══ INPUT DATA ══

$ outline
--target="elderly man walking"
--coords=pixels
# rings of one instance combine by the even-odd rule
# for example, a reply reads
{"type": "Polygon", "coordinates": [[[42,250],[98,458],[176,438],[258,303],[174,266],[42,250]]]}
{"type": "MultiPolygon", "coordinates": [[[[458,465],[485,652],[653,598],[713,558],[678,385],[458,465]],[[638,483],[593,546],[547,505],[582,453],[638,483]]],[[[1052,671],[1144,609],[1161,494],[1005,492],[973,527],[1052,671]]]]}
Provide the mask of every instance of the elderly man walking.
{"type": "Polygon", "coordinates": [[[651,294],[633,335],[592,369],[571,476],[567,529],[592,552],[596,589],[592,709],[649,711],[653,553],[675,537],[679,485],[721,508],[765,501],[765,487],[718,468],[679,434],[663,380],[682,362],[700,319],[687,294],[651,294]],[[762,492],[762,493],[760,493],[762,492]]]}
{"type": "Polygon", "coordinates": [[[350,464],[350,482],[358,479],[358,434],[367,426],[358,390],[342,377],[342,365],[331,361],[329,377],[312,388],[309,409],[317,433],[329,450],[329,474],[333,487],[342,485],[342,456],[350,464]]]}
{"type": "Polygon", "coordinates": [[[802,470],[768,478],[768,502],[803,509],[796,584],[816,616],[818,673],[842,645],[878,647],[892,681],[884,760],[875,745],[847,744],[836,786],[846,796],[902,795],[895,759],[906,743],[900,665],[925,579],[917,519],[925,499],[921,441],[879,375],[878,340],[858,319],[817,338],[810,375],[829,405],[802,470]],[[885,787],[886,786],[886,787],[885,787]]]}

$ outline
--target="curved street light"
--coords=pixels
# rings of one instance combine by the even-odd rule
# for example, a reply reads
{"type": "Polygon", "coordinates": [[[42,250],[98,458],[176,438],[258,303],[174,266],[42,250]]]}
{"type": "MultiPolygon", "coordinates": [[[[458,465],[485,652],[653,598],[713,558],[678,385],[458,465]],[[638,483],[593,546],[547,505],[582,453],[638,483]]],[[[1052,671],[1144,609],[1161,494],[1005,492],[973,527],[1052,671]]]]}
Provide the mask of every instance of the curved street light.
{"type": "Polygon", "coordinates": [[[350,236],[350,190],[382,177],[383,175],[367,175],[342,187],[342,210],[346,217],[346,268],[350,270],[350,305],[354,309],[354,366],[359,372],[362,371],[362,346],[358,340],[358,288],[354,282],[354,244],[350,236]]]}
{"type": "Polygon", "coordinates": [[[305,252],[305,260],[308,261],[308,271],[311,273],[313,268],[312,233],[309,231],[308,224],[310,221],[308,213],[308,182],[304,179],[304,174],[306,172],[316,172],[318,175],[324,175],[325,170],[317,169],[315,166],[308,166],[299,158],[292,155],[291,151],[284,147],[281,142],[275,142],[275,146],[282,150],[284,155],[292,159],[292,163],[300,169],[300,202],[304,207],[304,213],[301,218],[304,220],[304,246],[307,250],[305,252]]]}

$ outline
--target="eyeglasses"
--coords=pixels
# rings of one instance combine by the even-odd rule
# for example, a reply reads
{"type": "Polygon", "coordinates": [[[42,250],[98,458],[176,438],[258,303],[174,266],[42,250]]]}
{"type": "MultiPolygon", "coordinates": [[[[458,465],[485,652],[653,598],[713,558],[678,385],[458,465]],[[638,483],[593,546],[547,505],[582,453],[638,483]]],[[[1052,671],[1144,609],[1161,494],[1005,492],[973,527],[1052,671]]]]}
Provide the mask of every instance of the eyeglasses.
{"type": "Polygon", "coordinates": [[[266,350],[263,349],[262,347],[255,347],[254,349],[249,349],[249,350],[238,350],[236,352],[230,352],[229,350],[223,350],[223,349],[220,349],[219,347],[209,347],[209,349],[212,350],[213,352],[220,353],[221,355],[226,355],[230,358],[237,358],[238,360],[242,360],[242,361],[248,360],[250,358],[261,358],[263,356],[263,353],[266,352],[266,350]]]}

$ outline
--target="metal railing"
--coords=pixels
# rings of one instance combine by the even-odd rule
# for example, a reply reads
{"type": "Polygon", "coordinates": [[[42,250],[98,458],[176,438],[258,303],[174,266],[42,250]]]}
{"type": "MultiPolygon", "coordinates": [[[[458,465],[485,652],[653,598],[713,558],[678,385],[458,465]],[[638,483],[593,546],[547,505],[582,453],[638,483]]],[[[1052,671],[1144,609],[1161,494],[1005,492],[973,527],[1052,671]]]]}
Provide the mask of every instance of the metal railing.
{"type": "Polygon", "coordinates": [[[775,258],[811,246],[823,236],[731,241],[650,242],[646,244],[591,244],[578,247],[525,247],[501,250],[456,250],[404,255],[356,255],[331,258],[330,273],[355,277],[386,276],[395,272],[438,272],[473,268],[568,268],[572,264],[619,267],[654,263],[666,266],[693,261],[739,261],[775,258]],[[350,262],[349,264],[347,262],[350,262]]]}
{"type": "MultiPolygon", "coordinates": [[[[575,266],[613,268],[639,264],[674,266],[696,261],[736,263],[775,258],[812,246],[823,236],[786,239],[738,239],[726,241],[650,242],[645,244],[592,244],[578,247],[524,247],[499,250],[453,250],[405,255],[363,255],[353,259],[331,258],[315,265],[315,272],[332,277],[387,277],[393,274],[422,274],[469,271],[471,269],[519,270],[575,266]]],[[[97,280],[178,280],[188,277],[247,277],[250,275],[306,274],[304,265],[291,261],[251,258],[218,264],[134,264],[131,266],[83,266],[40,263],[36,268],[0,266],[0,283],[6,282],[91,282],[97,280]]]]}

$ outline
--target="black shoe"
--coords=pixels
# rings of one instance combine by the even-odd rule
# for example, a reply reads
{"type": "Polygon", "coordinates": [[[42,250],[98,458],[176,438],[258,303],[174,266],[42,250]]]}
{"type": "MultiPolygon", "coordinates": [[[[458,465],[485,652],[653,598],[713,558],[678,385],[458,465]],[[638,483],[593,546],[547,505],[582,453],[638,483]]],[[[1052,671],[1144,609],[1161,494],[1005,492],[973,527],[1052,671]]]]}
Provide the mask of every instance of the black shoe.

═══

WHAT YOU NEED TO DO: Set down the whole of the material, exactly.

SOLUTION TO THE EXERCISE:
$ outline
--target="elderly man walking"
--coords=pixels
# rings of one instance combine by the even-odd rule
# for example, a reply reads
{"type": "Polygon", "coordinates": [[[42,250],[98,458],[176,438],[258,303],[174,266],[42,250]]]}
{"type": "MultiPolygon", "coordinates": [[[[458,465],[485,652],[653,598],[713,558],[678,385],[458,465]],[[638,483],[593,546],[547,505],[582,453],[638,483]]],[[[1052,671],[1144,609],[1161,494],[1005,492],[973,527],[1052,671]]]]}
Provide the mask of every instance of the elderly man walking.
{"type": "Polygon", "coordinates": [[[651,294],[633,335],[592,369],[571,476],[567,529],[592,552],[596,589],[592,709],[649,711],[653,553],[675,537],[679,485],[721,508],[765,501],[765,487],[718,468],[679,434],[663,380],[682,362],[700,319],[687,294],[651,294]],[[762,492],[762,493],[760,493],[762,492]]]}
{"type": "Polygon", "coordinates": [[[350,464],[350,482],[358,479],[358,434],[367,426],[358,390],[342,377],[342,365],[331,361],[329,377],[312,388],[309,409],[317,433],[329,450],[329,474],[333,487],[342,485],[342,456],[350,464]]]}
{"type": "Polygon", "coordinates": [[[802,470],[768,478],[768,502],[803,509],[796,584],[816,616],[818,673],[842,645],[878,647],[892,681],[884,760],[875,745],[847,744],[836,786],[846,796],[902,795],[895,759],[906,743],[900,665],[925,579],[917,519],[925,499],[921,441],[879,375],[878,340],[858,319],[817,338],[810,375],[829,405],[802,470]],[[885,787],[886,786],[886,787],[885,787]]]}

$ outline
--target="curved street light"
--coords=pixels
# rings of one instance combine by the even-odd rule
# for example, a reply reads
{"type": "Polygon", "coordinates": [[[42,250],[98,458],[176,438],[258,303],[174,266],[42,250]]]}
{"type": "MultiPolygon", "coordinates": [[[[458,465],[485,652],[653,598],[713,558],[678,385],[458,465]],[[638,483],[593,546],[547,505],[582,453],[638,483]]],[[[1052,671],[1144,609],[1161,494],[1005,492],[973,527],[1052,671]]]]}
Provide the mask of every instance of the curved street light.
{"type": "Polygon", "coordinates": [[[350,236],[350,190],[382,177],[383,175],[367,175],[342,187],[342,210],[346,217],[346,268],[350,270],[350,305],[354,309],[354,366],[359,372],[362,371],[362,346],[358,340],[358,288],[354,282],[354,244],[350,236]]]}
{"type": "Polygon", "coordinates": [[[305,252],[305,260],[308,261],[308,271],[311,273],[313,268],[312,233],[309,231],[308,224],[310,221],[308,213],[308,182],[304,179],[304,174],[306,172],[316,172],[318,175],[324,175],[325,170],[317,169],[315,166],[308,166],[299,158],[292,155],[291,151],[284,147],[281,142],[275,142],[275,146],[282,150],[284,155],[292,159],[292,163],[300,169],[300,202],[304,207],[304,213],[301,218],[304,220],[304,246],[307,250],[305,252]]]}

$ outline
--target="eyeglasses"
--coords=pixels
# rings of one instance combine by the even-odd rule
# for example, a reply reads
{"type": "Polygon", "coordinates": [[[42,250],[98,458],[176,438],[258,303],[174,266],[42,250]]]}
{"type": "MultiPolygon", "coordinates": [[[[458,465],[485,652],[653,598],[713,558],[678,385],[458,465]],[[638,483],[593,546],[547,505],[582,453],[638,483]]],[[[1052,671],[1144,609],[1161,494],[1005,492],[973,527],[1052,671]]]]}
Provide the mask of every instance of the eyeglasses.
{"type": "Polygon", "coordinates": [[[266,350],[263,349],[262,347],[255,347],[254,349],[249,349],[249,350],[238,350],[236,352],[230,352],[229,350],[223,350],[223,349],[220,349],[219,347],[209,347],[209,349],[212,350],[213,352],[220,353],[221,355],[226,355],[230,358],[237,358],[238,360],[242,360],[242,361],[248,360],[250,358],[261,358],[263,356],[263,353],[266,352],[266,350]]]}

$ outline
--target="metal railing"
--coords=pixels
# rings of one instance combine by the even-odd rule
# for example, a reply reads
{"type": "Polygon", "coordinates": [[[42,250],[98,458],[176,438],[258,303],[174,266],[42,250]]]}
{"type": "MultiPolygon", "coordinates": [[[[458,465],[485,652],[653,598],[713,558],[678,385],[458,465]],[[638,483],[593,546],[547,505],[582,453],[638,483]]],[[[1052,671],[1144,609],[1161,494],[1005,492],[973,527],[1052,671]]]]}
Provide the mask of every instance of the metal railing.
{"type": "Polygon", "coordinates": [[[775,258],[811,246],[823,236],[731,241],[650,242],[646,244],[591,244],[578,247],[525,247],[501,250],[456,250],[404,255],[356,255],[331,258],[330,273],[355,277],[386,276],[395,272],[438,272],[473,268],[568,268],[572,264],[619,267],[654,263],[666,266],[693,261],[739,261],[775,258]],[[350,262],[349,264],[347,262],[350,262]]]}
{"type": "MultiPolygon", "coordinates": [[[[575,266],[613,268],[639,264],[674,266],[696,261],[736,263],[775,258],[812,246],[823,236],[786,239],[738,239],[726,241],[650,242],[645,244],[592,244],[578,247],[524,247],[499,250],[453,250],[405,255],[363,255],[353,259],[331,258],[315,265],[315,272],[332,277],[387,277],[393,274],[422,274],[469,271],[471,269],[519,270],[575,266]]],[[[97,280],[178,280],[188,277],[247,277],[250,275],[306,274],[304,265],[291,261],[251,258],[218,264],[134,264],[131,266],[83,266],[40,263],[36,268],[0,266],[0,283],[6,282],[91,282],[97,280]]]]}

$ outline
--target="black shoe"
--coords=pixels
# rings of one instance combine by the even-odd rule
# for example, a reply reads
{"type": "Polygon", "coordinates": [[[42,250],[98,458],[176,438],[258,303],[174,266],[42,250]]]}
{"type": "MultiPolygon", "coordinates": [[[[458,465],[485,652],[653,598],[713,558],[678,385],[458,465]],[[638,483],[593,546],[547,505],[582,453],[638,483]]],[[[1052,671],[1144,609],[1161,494],[1005,492],[973,527],[1052,671]]]]}
Provide the mask of every instance of the black shoe.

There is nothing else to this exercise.